Entries in a dataset:

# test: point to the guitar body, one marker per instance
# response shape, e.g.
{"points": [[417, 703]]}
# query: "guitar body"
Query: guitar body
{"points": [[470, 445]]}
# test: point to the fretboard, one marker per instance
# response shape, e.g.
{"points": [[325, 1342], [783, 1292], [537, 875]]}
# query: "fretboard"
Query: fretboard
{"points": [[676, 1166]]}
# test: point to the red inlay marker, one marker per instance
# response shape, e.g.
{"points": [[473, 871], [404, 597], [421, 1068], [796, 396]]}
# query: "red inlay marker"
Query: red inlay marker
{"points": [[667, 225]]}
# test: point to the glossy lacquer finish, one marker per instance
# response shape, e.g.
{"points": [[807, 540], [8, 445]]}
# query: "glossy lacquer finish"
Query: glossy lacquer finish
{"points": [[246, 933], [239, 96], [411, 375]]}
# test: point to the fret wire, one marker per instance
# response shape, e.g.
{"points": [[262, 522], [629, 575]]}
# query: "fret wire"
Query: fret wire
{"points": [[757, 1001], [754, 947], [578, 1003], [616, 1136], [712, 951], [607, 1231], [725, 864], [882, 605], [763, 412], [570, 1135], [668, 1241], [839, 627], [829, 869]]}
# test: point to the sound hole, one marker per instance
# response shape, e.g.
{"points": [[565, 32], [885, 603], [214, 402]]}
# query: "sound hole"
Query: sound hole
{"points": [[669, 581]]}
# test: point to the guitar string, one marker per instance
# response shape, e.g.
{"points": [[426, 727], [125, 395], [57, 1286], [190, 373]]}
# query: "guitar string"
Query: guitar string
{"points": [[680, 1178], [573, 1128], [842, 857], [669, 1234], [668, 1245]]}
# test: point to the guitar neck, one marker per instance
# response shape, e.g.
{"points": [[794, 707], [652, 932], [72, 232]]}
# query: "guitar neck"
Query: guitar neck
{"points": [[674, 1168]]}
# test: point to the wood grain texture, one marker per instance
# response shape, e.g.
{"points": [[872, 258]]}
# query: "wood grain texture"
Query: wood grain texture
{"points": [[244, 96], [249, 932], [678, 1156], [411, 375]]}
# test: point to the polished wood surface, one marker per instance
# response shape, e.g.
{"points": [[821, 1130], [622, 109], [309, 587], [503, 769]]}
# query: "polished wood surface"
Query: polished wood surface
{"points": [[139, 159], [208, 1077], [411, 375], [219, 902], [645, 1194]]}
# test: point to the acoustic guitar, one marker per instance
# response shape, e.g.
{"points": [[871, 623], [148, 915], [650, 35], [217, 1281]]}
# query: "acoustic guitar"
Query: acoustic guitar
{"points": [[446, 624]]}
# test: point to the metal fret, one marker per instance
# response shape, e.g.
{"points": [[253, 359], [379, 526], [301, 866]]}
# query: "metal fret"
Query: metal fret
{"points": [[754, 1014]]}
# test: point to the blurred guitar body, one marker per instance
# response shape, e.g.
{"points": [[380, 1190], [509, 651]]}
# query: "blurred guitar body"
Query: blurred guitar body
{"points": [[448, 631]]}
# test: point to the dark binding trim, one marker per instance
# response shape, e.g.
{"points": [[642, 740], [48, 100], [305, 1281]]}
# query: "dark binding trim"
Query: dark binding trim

- Exercise aim
Copy out the entries from the line containing "# test: point to the metal" through the end of the entries, inclusive, keeping the requests. Adjust every coordinate in the answers by -70, leaving the response-shape samples unchanged.

- Result of the exercise
# test: point to the metal fret, one marker per instance
# response shape, e.g.
{"points": [[253, 359], [379, 526], [301, 866]]}
# query: "metal fret"
Query: metal fret
{"points": [[684, 944]]}
# test: point to the blurred guitar body, one marker per instance
# response shape, e.g.
{"points": [[380, 1190], [509, 651]]}
# query: "blurred guitar body"
Query: blurred guitar body
{"points": [[378, 561]]}
# test: point to the dark binding trim, one marker per instance
# response shape, e.g.
{"points": [[642, 740], [48, 100], [305, 1281]]}
# query: "dark binding trim"
Query: dark binding trim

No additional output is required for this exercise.